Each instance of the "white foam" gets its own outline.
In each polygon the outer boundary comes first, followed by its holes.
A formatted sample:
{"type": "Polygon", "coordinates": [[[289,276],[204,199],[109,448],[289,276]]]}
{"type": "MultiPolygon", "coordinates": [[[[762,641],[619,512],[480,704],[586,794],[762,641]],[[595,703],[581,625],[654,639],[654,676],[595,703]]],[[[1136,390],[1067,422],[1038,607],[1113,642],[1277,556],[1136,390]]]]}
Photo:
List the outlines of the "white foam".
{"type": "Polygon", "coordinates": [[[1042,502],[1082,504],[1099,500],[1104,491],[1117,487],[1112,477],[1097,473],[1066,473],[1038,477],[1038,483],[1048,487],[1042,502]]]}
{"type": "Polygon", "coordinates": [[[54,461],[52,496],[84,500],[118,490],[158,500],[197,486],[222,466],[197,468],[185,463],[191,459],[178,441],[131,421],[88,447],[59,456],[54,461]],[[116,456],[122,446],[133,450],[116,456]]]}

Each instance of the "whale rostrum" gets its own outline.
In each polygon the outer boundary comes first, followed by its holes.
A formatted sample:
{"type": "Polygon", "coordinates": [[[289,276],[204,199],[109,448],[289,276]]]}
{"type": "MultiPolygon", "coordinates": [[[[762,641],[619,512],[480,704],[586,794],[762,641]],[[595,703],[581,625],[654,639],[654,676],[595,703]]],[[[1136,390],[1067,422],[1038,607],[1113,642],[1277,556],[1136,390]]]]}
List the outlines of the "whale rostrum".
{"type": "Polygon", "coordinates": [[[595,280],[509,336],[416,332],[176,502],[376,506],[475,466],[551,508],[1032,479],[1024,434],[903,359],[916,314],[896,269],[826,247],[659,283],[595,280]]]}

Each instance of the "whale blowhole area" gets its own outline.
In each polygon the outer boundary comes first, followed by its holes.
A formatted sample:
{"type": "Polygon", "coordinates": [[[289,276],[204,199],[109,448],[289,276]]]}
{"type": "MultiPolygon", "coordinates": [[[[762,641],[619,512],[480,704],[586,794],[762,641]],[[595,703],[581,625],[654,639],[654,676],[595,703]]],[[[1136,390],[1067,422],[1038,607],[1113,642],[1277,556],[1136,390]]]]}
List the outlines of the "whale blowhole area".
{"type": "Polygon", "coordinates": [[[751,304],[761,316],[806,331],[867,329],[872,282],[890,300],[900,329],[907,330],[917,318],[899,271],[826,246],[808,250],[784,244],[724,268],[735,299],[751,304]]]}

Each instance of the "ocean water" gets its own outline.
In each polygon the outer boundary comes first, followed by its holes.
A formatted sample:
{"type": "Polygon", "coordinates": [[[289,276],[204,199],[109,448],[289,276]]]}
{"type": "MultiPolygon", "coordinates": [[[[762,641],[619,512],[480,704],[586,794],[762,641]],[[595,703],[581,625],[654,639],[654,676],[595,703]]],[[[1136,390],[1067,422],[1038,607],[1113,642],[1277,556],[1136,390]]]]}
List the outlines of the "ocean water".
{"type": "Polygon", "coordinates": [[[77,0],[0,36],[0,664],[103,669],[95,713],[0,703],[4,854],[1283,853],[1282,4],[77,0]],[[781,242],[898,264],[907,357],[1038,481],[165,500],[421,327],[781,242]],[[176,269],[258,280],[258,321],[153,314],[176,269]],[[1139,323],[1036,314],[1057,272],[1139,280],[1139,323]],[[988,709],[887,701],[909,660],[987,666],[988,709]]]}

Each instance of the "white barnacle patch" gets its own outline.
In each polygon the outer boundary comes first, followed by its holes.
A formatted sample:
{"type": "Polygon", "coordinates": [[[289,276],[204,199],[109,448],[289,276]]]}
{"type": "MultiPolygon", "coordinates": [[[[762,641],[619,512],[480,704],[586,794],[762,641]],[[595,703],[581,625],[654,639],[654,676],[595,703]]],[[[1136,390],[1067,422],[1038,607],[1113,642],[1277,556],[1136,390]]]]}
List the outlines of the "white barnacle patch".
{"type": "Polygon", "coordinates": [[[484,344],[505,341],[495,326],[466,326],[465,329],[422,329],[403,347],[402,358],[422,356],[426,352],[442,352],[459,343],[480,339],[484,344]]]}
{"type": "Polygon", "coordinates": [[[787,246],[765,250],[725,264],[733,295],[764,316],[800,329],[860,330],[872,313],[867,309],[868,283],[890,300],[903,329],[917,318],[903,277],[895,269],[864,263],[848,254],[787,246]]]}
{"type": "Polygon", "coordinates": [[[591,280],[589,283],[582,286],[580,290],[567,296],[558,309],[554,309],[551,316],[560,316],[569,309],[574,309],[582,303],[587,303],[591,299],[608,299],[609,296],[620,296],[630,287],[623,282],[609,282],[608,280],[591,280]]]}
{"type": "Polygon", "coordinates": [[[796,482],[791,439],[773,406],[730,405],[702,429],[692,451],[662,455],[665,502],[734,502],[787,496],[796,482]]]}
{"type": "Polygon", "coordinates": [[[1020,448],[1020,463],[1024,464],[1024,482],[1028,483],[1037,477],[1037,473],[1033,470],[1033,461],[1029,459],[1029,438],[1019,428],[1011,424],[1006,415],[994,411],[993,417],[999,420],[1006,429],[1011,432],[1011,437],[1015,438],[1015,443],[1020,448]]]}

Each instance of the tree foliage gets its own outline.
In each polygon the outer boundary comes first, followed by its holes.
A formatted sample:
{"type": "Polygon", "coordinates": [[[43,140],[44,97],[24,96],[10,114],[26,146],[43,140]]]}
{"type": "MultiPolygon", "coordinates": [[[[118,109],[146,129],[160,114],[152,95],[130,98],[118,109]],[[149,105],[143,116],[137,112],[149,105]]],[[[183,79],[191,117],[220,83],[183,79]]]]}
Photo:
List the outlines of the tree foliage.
________
EXERCISE PROMPT:
Write out every entry verbatim.

WORKED ANSWER:
Each instance of the "white foam" gets its own outline.
In each polygon the outer boundary comes first, followed by its holes.
A formatted sample:
{"type": "Polygon", "coordinates": [[[289,276],[204,199],[109,448],[289,276]]]}
{"type": "MultiPolygon", "coordinates": [[[[762,641],[619,512],[480,704],[586,794],[762,641]],[[595,703],[581,625],[654,639],[654,676],[595,703]]],[[[1136,390],[1067,422],[1038,607],[1113,642],[1277,556],[1136,390]]]]}
Photo:
List the outlines of the "white foam".
{"type": "Polygon", "coordinates": [[[1042,502],[1082,504],[1099,500],[1104,491],[1117,487],[1112,477],[1097,473],[1066,473],[1038,477],[1038,483],[1048,487],[1042,502]]]}
{"type": "Polygon", "coordinates": [[[54,461],[52,496],[84,500],[118,490],[158,500],[197,486],[222,466],[197,468],[185,463],[191,459],[178,441],[131,421],[88,447],[59,456],[54,461]],[[116,456],[122,446],[133,450],[116,456]]]}

Each instance of the "whale rostrum" gets its own outline.
In each polygon the outer boundary comes first, followed by its holes.
A formatted sample:
{"type": "Polygon", "coordinates": [[[289,276],[204,199],[109,448],[289,276]]]}
{"type": "MultiPolygon", "coordinates": [[[[762,641],[619,512],[480,704],[586,794],[762,641]],[[595,703],[581,625],[654,639],[654,676],[595,703]]],[[[1136,390],[1067,422],[1038,607],[1113,642],[1277,556],[1136,390]]]]}
List the outlines of the "whale rostrum".
{"type": "Polygon", "coordinates": [[[595,280],[509,336],[416,332],[176,502],[376,506],[475,466],[551,508],[1032,479],[1024,434],[903,359],[916,314],[896,269],[826,247],[659,283],[595,280]]]}

Each instance of the "whale blowhole area" gets its own outline.
In each polygon the outer boundary comes first, followed by its holes.
A formatted sample:
{"type": "Polygon", "coordinates": [[[289,276],[204,199],[109,448],[289,276]]]}
{"type": "MultiPolygon", "coordinates": [[[[762,641],[619,512],[480,704],[586,794],[762,641]],[[595,703],[581,625],[654,639],[654,676],[595,703]]],[[[1136,390],[1067,422],[1038,607],[1113,642],[1277,556],[1136,390]]]]}
List the outlines of the "whale blowhole area".
{"type": "Polygon", "coordinates": [[[751,304],[761,316],[806,331],[867,329],[872,282],[890,300],[900,329],[907,330],[917,318],[899,271],[826,246],[808,250],[784,244],[724,268],[735,299],[751,304]]]}

Each instance of the "ocean water" gets its own outline.
In each polygon the outer boundary comes first, followed by its holes.
A formatted sample:
{"type": "Polygon", "coordinates": [[[289,276],[204,199],[109,448],[289,276]]]}
{"type": "MultiPolygon", "coordinates": [[[[762,641],[619,512],[480,704],[586,794],[762,641]],[[595,703],[581,625],[654,639],[654,676],[595,703]]],[[[1136,390],[1067,422],[1038,607],[1113,642],[1277,556],[1136,390]]]]}
List the outlines of the "ocean water".
{"type": "Polygon", "coordinates": [[[77,0],[0,36],[0,664],[103,669],[95,713],[0,703],[4,854],[1283,853],[1282,4],[77,0]],[[781,242],[898,264],[907,357],[1038,481],[165,500],[421,327],[781,242]],[[176,269],[258,280],[258,321],[153,314],[176,269]],[[1139,323],[1036,314],[1057,272],[1139,280],[1139,323]],[[988,709],[887,701],[909,660],[987,666],[988,709]]]}

Each instance of the "white barnacle patch" gets its own outline.
In each polygon the outer boundary comes first, followed by its holes.
A formatted sample:
{"type": "Polygon", "coordinates": [[[289,276],[204,199],[109,448],[289,276]]]}
{"type": "MultiPolygon", "coordinates": [[[[762,641],[619,512],[480,704],[586,794],[762,641]],[[595,703],[581,625],[654,639],[654,676],[595,703]]],[[[1136,390],[1067,422],[1038,607],[1113,642],[1277,556],[1136,390]]]]}
List the outlines of the "white barnacle patch".
{"type": "Polygon", "coordinates": [[[484,344],[505,341],[495,326],[466,326],[465,329],[422,329],[403,347],[402,358],[422,356],[426,352],[442,352],[459,343],[480,339],[484,344]]]}
{"type": "Polygon", "coordinates": [[[787,246],[765,250],[725,264],[733,295],[764,316],[800,329],[860,330],[872,313],[867,309],[868,283],[890,300],[903,329],[917,318],[903,277],[895,269],[864,263],[848,254],[787,246]]]}
{"type": "Polygon", "coordinates": [[[591,280],[589,283],[582,286],[580,290],[567,296],[558,309],[554,309],[551,316],[560,316],[569,309],[574,309],[582,303],[587,303],[591,299],[608,299],[609,296],[620,296],[630,287],[623,282],[609,282],[608,280],[591,280]]]}
{"type": "Polygon", "coordinates": [[[796,482],[791,439],[773,406],[730,405],[702,429],[692,451],[662,455],[665,502],[734,502],[787,496],[796,482]]]}
{"type": "Polygon", "coordinates": [[[1020,448],[1020,463],[1024,464],[1024,482],[1028,483],[1037,477],[1037,473],[1033,470],[1033,461],[1029,459],[1029,438],[1019,428],[1011,424],[1006,415],[994,411],[993,417],[999,420],[1006,429],[1011,432],[1011,437],[1015,438],[1015,443],[1020,448]]]}

Each instance of the tree foliage gets its own outline.
In each polygon the outer boundary comes first, followed by its holes.
A formatted sample:
{"type": "Polygon", "coordinates": [[[43,140],[44,97],[24,96],[10,114],[26,146],[43,140]]]}
{"type": "MultiPolygon", "coordinates": [[[[118,109],[146,129],[160,114],[152,95],[130,98],[118,109]],[[149,105],[143,116],[137,112],[149,105]]],[[[183,79],[191,117],[220,83],[183,79]]]]}
Photo:
List the outlines of the tree foliage.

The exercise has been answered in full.